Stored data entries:
++++++

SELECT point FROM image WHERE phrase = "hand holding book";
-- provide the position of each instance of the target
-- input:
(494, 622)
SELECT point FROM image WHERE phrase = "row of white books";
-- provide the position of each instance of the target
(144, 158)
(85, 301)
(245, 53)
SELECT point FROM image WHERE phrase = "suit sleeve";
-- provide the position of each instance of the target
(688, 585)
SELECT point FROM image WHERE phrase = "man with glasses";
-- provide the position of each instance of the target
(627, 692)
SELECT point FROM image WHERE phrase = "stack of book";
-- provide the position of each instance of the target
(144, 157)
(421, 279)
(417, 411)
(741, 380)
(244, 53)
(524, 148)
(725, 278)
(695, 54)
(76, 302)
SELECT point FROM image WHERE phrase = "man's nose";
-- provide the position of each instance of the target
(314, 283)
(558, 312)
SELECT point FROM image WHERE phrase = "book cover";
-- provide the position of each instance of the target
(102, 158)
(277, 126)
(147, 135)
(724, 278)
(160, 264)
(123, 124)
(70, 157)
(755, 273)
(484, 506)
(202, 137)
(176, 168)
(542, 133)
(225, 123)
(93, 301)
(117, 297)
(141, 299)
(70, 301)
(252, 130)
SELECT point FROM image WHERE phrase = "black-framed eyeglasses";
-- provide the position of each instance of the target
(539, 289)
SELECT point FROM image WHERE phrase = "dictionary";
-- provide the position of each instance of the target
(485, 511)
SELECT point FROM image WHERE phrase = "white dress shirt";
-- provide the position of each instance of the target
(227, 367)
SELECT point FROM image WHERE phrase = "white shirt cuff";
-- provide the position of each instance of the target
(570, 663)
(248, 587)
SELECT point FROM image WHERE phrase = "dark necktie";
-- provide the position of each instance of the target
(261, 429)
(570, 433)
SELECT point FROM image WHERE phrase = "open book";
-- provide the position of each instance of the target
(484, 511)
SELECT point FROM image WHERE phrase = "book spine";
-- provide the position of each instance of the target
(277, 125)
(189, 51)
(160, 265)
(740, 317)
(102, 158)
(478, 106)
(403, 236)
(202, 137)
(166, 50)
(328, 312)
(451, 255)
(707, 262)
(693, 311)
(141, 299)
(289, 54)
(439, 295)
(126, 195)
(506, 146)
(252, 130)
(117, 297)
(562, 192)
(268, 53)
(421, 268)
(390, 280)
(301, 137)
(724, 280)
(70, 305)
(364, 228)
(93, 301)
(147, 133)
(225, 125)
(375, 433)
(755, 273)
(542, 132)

++++++

ACTIVITY:
Please write out the records from above, keeping every line exact.

PROBLEM SOLUTION:
SELECT point FROM image WHERE phrase = "hand holding book";
-- provide the position of each instance of the target
-- input:
(494, 622)
SELECT point FROM image WHERE phrase = "row of white books";
-- provide the position of each instance of the target
(144, 158)
(85, 301)
(245, 53)
SELECT point FROM image WHERE phrase = "suit sleeve";
-- provide the position of each instance of the target
(688, 585)
SELECT point FROM image WHERE phrase = "man with glasses";
-- provide the position of each instance of the target
(627, 692)
SELECT point FROM image WHERE phrase = "stack of book";
-- provide the position of each instance of the target
(144, 157)
(421, 279)
(417, 411)
(741, 380)
(244, 53)
(524, 148)
(725, 278)
(695, 54)
(76, 302)
SELECT point FROM image WHERE phrase = "man's nose";
-- provide the position of each instance of the target
(314, 283)
(558, 312)
SELECT point FROM image WHERE phrase = "book cover";
-- provide the position of each instance of the target
(102, 158)
(277, 126)
(147, 135)
(724, 278)
(160, 264)
(123, 124)
(70, 157)
(755, 273)
(484, 506)
(202, 137)
(176, 168)
(542, 133)
(225, 123)
(93, 301)
(117, 297)
(141, 299)
(70, 301)
(252, 130)
SELECT point FROM image WHERE phrase = "black-framed eyeglasses";
-- provide the position of each instance of the target
(539, 289)
SELECT point FROM image WHERE phrase = "dictionary";
-- provide the position of each instance of the target
(485, 511)
SELECT point FROM image WHERE phrase = "white dress shirt";
-- provide the position of each instance of the target
(227, 367)
SELECT point FROM image WHERE phrase = "white shirt cuff";
-- provide the position of each instance of the target
(570, 663)
(248, 587)
SELECT point FROM image WHERE phrase = "dark necktie";
-- provide the position of each instance of the target
(261, 429)
(570, 433)
SELECT point FROM image WHERE phrase = "open book";
-- provide the position of each instance of the target
(484, 511)
SELECT point FROM image WHERE phrase = "book spine";
-- provide the position of each instance of the target
(277, 125)
(189, 51)
(160, 265)
(740, 317)
(102, 158)
(478, 106)
(403, 236)
(202, 137)
(166, 50)
(328, 312)
(451, 255)
(707, 262)
(693, 311)
(141, 299)
(289, 54)
(439, 295)
(126, 195)
(506, 146)
(252, 130)
(117, 297)
(562, 192)
(268, 53)
(421, 268)
(390, 280)
(301, 137)
(724, 280)
(70, 305)
(364, 228)
(93, 301)
(147, 133)
(225, 125)
(375, 433)
(755, 273)
(542, 132)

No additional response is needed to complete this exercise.